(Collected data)
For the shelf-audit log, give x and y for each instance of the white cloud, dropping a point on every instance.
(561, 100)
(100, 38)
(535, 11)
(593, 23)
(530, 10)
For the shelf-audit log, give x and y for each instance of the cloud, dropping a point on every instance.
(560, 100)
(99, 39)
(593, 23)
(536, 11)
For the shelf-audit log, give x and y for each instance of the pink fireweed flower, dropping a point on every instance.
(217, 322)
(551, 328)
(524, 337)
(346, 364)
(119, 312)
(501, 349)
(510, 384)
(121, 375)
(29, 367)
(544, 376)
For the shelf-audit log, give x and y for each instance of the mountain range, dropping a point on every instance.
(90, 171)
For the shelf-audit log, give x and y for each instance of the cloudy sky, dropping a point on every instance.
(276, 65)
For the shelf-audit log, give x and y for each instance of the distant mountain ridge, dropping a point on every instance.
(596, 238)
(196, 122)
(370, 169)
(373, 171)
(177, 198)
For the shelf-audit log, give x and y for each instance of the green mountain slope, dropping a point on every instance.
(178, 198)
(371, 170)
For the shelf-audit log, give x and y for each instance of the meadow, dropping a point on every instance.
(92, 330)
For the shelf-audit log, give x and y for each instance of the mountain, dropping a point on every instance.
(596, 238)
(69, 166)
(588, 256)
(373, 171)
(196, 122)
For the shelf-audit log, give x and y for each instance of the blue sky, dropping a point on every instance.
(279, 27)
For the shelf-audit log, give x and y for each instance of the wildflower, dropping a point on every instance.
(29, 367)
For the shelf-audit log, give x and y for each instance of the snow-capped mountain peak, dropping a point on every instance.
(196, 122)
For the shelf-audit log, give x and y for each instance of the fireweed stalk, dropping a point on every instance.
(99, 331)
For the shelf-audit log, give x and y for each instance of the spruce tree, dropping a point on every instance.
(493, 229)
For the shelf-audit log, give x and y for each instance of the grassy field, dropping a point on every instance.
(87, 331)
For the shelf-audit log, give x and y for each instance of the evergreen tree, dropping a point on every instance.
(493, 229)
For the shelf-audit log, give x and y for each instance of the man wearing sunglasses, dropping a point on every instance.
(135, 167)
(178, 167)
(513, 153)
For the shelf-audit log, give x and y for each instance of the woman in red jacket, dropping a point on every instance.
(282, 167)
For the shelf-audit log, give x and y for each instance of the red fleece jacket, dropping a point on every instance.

◆ **PROMPT**:
Update only the records beginning at the line that contains "stalk, dropping a point on every instance." and continuing through the end of the records, changing "grassy field" to "open field" and leaving all else unchanged.

◆ **RESULT**:
For the shelf-audit log, give x and y for each instance of the fireweed stalk, dropping a point on every instance.
(99, 331)
For the shelf-audit log, give x and y for each instance of the spruce tree, dropping a point on every instance.
(493, 229)
For the shelf-audit log, give x and y for each instance of the open field, dropping a point on every instance.
(87, 331)
For the shelf-audit log, give x and y for each instance of the evergreen tree, dropping a point on every instance.
(493, 229)
For the shelf-audit log, give x and y for each instance of the man wearing sunglasses, dropping a point on every instance.
(135, 167)
(178, 167)
(513, 153)
For the shelf-audit log, give x and y for each instance of the woman in red jacket, dropping a point on every instance.
(282, 167)
For the shelf-audit log, give x and y for each instance of the red fleece jacket, dropping a point on every instance.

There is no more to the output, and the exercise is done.